WORK INSTRUCTIONS:
• a. Please duplicate the passage from the Shopify stock article, starting at "Shopify (TSX:SHOP)(NYSE:SHOP) continued" and ending at "demand causing disruptions.".
• b. Render this sentence from the Shopify stock article in Spanish: "As e-commerce grows, so too will this company."

SUPPLIED PASSAGE:
Content starts

Shopify (TSX:SHOP)(NYSE:SHOP) continued to drop this week after several analysts continue to weigh in on Shopify stock. Many reduced their price targets, though those are still at higher prices than what we’re seeing today.
What happened?
The original cause seems to be a few reasons. First, there’s the slowdown in e-commerce growth. Retail sales increased during the last month, according to Statistics Canada. In-store sales growth seems to continue climbing thanks to supply-chain demand causing disruptions.
That slowdown in e-commerce growth is the main culprit behind the fall in Shopify stock. Analysts reduced their price targets, with this being the lowest target since July. Analysts from several firms reduced their targets to around $1,400 per share.
So what?
The important thing to remember is not every analyst reduced their target. The average still remains close to $2,000 per share. However, it’s still important to wonder whether the next year could see a drop in e-commerce. Shopify stock would certainly falter should the drop continue.
That said, long-term investors should also remember that Shopify stock is still one of the top e-commerce plays for the next decade. As e-commerce grows, so too will this company. And that’s expected to expand by leaps and bounds during the next decade. After all, the supply-chain demand situation is a temporary one for patient investors.
Now what?
So, which are you? The patient, long-term investor who can see today’s 52-week low price as a huge opportunity? Or the worried investor, who may need to cash out in the next year or two? If you’re the latter, then I would likely stay away from Shopify stock.
As for the former, today’s share price is certainly a great chance for those wanting to get in on Shopify stock. The company hasn’t been this low in over a year, making the possibility of enormous gains in the years to come very exciting. But, granted, it could be a far bumpier road than investors have been used to.

Content ends

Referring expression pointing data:

Content starts

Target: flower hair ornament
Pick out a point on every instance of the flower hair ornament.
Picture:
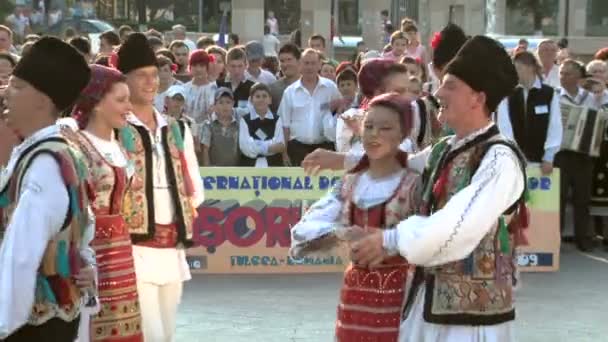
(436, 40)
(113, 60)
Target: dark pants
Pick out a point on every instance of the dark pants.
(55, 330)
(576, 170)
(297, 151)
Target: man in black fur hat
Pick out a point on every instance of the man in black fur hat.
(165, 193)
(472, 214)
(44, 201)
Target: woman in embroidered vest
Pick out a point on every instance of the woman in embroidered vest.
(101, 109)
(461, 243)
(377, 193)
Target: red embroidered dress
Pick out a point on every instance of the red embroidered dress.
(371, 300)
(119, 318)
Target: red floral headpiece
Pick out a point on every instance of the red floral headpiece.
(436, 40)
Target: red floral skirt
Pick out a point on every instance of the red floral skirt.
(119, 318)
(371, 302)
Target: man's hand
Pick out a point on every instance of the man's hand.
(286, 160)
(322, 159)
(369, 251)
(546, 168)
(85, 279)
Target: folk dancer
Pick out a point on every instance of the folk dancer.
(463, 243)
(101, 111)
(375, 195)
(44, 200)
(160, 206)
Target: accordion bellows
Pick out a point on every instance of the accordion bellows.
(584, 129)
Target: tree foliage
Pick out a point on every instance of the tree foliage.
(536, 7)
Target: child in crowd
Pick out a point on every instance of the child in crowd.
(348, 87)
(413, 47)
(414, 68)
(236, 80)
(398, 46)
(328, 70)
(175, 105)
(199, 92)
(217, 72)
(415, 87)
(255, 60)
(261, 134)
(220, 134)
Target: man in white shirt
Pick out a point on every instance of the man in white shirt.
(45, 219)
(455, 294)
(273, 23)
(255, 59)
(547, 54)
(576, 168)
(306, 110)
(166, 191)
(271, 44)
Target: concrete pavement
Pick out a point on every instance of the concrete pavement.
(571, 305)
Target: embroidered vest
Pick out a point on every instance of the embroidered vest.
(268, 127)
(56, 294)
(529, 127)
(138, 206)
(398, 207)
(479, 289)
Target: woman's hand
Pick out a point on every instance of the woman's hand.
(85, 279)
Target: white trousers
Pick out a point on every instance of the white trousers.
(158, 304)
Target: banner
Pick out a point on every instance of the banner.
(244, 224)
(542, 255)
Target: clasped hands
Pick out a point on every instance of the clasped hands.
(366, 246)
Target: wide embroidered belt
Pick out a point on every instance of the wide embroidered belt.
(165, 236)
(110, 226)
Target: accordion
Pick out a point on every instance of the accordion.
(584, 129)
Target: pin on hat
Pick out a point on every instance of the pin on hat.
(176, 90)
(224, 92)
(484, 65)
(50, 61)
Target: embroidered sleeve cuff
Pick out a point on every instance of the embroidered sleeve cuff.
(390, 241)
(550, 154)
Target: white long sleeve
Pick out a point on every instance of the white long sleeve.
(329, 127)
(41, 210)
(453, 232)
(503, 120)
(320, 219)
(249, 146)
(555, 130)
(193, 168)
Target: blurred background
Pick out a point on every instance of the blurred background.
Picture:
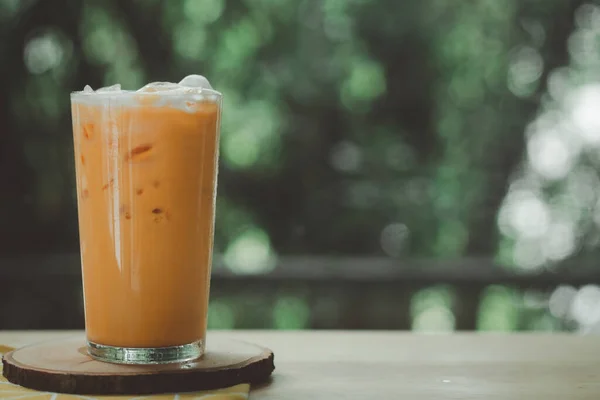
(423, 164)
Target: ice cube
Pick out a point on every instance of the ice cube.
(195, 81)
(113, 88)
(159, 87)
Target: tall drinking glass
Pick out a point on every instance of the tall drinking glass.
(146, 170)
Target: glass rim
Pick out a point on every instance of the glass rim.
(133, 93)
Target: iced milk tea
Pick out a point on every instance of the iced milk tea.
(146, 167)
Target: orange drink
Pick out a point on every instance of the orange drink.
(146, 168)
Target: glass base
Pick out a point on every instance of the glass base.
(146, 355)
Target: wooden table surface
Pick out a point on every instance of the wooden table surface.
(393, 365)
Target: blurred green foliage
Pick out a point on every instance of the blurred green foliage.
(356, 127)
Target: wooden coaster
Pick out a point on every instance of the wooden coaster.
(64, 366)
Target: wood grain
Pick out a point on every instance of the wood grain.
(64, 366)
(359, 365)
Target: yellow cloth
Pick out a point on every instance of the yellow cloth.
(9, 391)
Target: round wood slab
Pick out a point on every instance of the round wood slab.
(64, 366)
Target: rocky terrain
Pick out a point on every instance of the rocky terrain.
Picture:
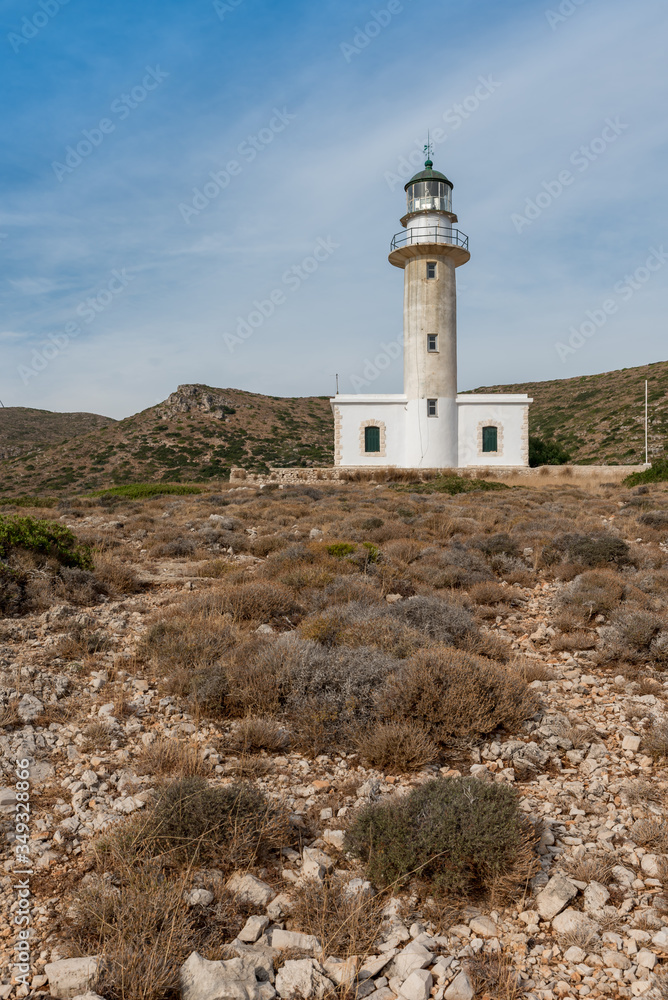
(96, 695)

Content ends

TASK-BY-TASK SOLUTIONS:
• a.
Shopify (TSX:SHOP)(NYSE:SHOP) continued to drop this week after several analysts continue to weigh in on Shopify stock. Many reduced their price targets, though those are still at higher prices than what we’re seeing today.
What happened?
The original cause seems to be a few reasons. First, there’s the slowdown in e-commerce growth. Retail sales increased during the last month, according to Statistics Canada. In-store sales growth seems to continue climbing thanks to supply-chain demand causing disruptions.

• b. A medida que crezca el comercio electrónico, también lo hará esta empresa.